_Exercise brief_: Set down, exactly as written, every line from the one containing "Target: blossoming pink tree" through the end of the listing.

---------------

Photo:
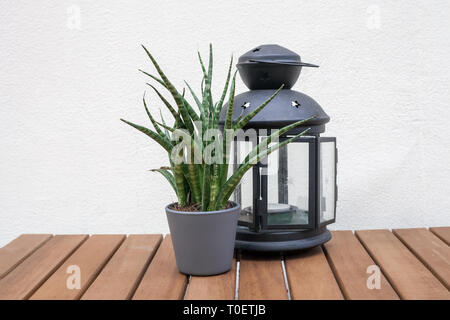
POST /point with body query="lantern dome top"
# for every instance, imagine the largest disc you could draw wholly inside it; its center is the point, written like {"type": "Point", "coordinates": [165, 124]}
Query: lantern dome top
{"type": "Point", "coordinates": [264, 69]}
{"type": "Point", "coordinates": [287, 107]}
{"type": "Point", "coordinates": [269, 66]}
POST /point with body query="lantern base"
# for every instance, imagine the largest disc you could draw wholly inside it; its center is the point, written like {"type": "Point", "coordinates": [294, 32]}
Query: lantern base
{"type": "Point", "coordinates": [272, 240]}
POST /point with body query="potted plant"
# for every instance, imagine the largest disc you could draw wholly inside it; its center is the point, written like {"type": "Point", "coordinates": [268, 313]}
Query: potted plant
{"type": "Point", "coordinates": [203, 221]}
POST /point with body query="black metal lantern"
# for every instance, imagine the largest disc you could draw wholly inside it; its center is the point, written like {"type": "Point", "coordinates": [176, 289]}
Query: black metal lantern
{"type": "Point", "coordinates": [287, 200]}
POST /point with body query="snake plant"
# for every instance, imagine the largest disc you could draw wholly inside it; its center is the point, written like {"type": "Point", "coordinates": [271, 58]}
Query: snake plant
{"type": "Point", "coordinates": [195, 180]}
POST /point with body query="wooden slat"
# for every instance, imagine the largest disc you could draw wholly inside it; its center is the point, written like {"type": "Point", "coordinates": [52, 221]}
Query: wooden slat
{"type": "Point", "coordinates": [21, 282]}
{"type": "Point", "coordinates": [19, 249]}
{"type": "Point", "coordinates": [218, 287]}
{"type": "Point", "coordinates": [90, 258]}
{"type": "Point", "coordinates": [261, 277]}
{"type": "Point", "coordinates": [120, 277]}
{"type": "Point", "coordinates": [310, 277]}
{"type": "Point", "coordinates": [443, 233]}
{"type": "Point", "coordinates": [410, 278]}
{"type": "Point", "coordinates": [432, 251]}
{"type": "Point", "coordinates": [162, 280]}
{"type": "Point", "coordinates": [349, 261]}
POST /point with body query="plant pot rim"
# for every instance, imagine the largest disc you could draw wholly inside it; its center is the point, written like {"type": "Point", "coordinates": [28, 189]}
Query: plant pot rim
{"type": "Point", "coordinates": [235, 206]}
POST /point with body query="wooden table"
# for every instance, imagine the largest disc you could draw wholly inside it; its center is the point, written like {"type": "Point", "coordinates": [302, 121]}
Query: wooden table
{"type": "Point", "coordinates": [415, 264]}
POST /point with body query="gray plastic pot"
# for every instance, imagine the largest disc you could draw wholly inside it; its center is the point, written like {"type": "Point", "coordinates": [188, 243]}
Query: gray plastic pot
{"type": "Point", "coordinates": [203, 241]}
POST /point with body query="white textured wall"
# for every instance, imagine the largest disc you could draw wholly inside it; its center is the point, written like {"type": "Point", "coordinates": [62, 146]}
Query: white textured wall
{"type": "Point", "coordinates": [67, 165]}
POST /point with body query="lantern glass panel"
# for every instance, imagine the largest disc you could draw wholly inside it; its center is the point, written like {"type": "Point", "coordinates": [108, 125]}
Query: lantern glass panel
{"type": "Point", "coordinates": [288, 186]}
{"type": "Point", "coordinates": [328, 180]}
{"type": "Point", "coordinates": [244, 192]}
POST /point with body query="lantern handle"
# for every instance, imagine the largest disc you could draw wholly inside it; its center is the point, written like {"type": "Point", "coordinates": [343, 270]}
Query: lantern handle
{"type": "Point", "coordinates": [301, 64]}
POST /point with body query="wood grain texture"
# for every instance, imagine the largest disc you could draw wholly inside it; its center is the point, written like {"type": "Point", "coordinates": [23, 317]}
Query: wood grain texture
{"type": "Point", "coordinates": [310, 276]}
{"type": "Point", "coordinates": [261, 277]}
{"type": "Point", "coordinates": [349, 261]}
{"type": "Point", "coordinates": [432, 251]}
{"type": "Point", "coordinates": [162, 280]}
{"type": "Point", "coordinates": [218, 287]}
{"type": "Point", "coordinates": [90, 258]}
{"type": "Point", "coordinates": [410, 278]}
{"type": "Point", "coordinates": [443, 233]}
{"type": "Point", "coordinates": [120, 277]}
{"type": "Point", "coordinates": [19, 249]}
{"type": "Point", "coordinates": [21, 282]}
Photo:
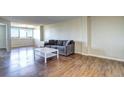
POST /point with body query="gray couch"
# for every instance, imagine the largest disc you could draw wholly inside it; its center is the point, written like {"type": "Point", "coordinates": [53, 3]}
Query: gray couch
{"type": "Point", "coordinates": [65, 47]}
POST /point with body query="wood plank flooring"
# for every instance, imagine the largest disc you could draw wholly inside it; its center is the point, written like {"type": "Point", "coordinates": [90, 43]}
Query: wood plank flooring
{"type": "Point", "coordinates": [20, 63]}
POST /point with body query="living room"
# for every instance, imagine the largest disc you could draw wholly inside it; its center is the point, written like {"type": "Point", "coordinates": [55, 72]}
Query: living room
{"type": "Point", "coordinates": [93, 37]}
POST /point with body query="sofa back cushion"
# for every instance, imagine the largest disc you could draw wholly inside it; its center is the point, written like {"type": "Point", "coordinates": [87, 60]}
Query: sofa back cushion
{"type": "Point", "coordinates": [52, 42]}
{"type": "Point", "coordinates": [60, 42]}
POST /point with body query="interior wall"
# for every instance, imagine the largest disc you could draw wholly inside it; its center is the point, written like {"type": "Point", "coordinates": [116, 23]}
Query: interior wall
{"type": "Point", "coordinates": [8, 38]}
{"type": "Point", "coordinates": [2, 36]}
{"type": "Point", "coordinates": [17, 42]}
{"type": "Point", "coordinates": [68, 30]}
{"type": "Point", "coordinates": [107, 36]}
{"type": "Point", "coordinates": [37, 36]}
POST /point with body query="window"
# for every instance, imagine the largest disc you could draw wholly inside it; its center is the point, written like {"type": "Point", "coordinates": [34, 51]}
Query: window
{"type": "Point", "coordinates": [19, 32]}
{"type": "Point", "coordinates": [22, 33]}
{"type": "Point", "coordinates": [29, 33]}
{"type": "Point", "coordinates": [14, 32]}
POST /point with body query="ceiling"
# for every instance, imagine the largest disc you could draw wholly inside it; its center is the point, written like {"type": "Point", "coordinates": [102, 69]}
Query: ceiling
{"type": "Point", "coordinates": [38, 20]}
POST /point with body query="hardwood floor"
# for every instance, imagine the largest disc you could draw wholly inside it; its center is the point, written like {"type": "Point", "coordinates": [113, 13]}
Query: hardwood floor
{"type": "Point", "coordinates": [20, 63]}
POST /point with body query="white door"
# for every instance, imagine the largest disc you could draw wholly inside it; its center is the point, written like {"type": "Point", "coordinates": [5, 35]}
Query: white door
{"type": "Point", "coordinates": [2, 36]}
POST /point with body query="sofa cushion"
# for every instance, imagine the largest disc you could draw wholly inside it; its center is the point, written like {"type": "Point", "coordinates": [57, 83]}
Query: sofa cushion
{"type": "Point", "coordinates": [64, 42]}
{"type": "Point", "coordinates": [60, 42]}
{"type": "Point", "coordinates": [61, 48]}
{"type": "Point", "coordinates": [53, 46]}
{"type": "Point", "coordinates": [49, 46]}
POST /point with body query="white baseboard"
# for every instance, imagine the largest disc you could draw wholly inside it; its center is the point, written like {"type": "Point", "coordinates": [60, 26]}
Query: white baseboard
{"type": "Point", "coordinates": [105, 57]}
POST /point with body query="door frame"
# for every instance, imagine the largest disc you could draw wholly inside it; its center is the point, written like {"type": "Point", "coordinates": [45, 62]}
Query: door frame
{"type": "Point", "coordinates": [7, 48]}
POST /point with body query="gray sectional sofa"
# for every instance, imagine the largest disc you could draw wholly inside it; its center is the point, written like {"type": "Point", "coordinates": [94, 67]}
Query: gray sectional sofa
{"type": "Point", "coordinates": [65, 47]}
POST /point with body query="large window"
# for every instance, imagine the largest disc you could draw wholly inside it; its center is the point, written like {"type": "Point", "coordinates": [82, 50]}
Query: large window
{"type": "Point", "coordinates": [19, 32]}
{"type": "Point", "coordinates": [14, 32]}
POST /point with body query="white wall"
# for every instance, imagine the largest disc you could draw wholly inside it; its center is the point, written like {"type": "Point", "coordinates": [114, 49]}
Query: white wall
{"type": "Point", "coordinates": [37, 35]}
{"type": "Point", "coordinates": [8, 38]}
{"type": "Point", "coordinates": [21, 42]}
{"type": "Point", "coordinates": [107, 36]}
{"type": "Point", "coordinates": [68, 30]}
{"type": "Point", "coordinates": [2, 36]}
{"type": "Point", "coordinates": [96, 36]}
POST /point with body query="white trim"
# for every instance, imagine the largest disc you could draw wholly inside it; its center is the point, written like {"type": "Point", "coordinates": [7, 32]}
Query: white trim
{"type": "Point", "coordinates": [105, 57]}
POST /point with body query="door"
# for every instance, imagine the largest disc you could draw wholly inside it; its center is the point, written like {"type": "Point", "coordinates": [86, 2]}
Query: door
{"type": "Point", "coordinates": [2, 36]}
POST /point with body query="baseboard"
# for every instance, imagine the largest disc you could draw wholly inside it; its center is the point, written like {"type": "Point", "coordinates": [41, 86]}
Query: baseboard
{"type": "Point", "coordinates": [99, 56]}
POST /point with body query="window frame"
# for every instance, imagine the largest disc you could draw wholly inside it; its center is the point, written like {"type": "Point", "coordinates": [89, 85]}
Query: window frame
{"type": "Point", "coordinates": [19, 28]}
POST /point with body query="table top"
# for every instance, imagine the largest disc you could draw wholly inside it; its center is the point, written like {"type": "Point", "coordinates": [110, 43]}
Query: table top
{"type": "Point", "coordinates": [46, 50]}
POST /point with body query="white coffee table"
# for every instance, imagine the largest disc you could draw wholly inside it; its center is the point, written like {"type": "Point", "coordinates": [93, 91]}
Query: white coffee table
{"type": "Point", "coordinates": [46, 52]}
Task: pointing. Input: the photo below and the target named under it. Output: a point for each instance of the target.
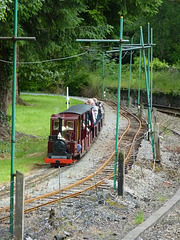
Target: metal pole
(118, 100)
(13, 120)
(103, 78)
(139, 76)
(59, 188)
(147, 88)
(72, 73)
(151, 65)
(67, 98)
(149, 54)
(130, 74)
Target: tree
(56, 25)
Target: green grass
(31, 120)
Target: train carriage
(71, 133)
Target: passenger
(91, 114)
(94, 109)
(78, 147)
(100, 110)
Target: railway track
(32, 180)
(96, 178)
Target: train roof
(78, 109)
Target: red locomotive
(71, 133)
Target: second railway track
(97, 177)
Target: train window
(70, 125)
(55, 125)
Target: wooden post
(121, 174)
(19, 207)
(156, 137)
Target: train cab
(71, 133)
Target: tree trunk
(5, 73)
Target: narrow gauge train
(71, 133)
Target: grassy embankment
(31, 120)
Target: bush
(80, 81)
(157, 64)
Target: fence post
(19, 207)
(121, 173)
(156, 137)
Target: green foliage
(157, 64)
(35, 78)
(78, 83)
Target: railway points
(130, 177)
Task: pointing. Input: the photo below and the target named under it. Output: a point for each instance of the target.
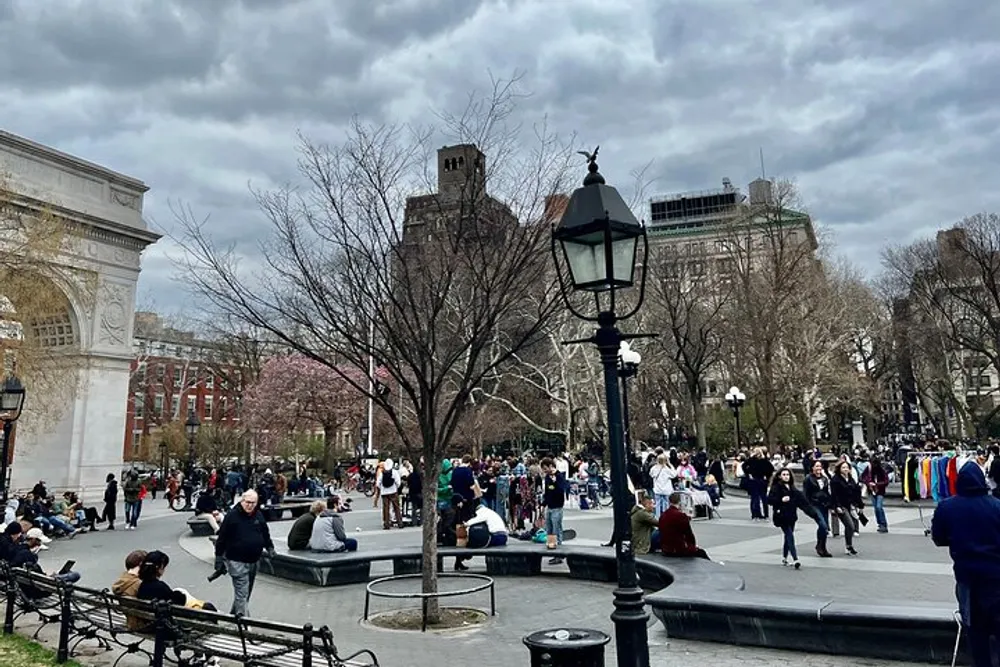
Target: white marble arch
(97, 270)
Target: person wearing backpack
(387, 488)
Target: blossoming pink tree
(295, 394)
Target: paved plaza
(903, 565)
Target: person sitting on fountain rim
(486, 529)
(328, 534)
(676, 537)
(301, 532)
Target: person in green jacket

---------------

_Answer to this exercise_:
Target: blossoming pink tree
(295, 394)
Target: paved plaza
(903, 565)
Target: person sitting on fountain rim
(486, 529)
(328, 534)
(676, 537)
(301, 532)
Target: person in green jacket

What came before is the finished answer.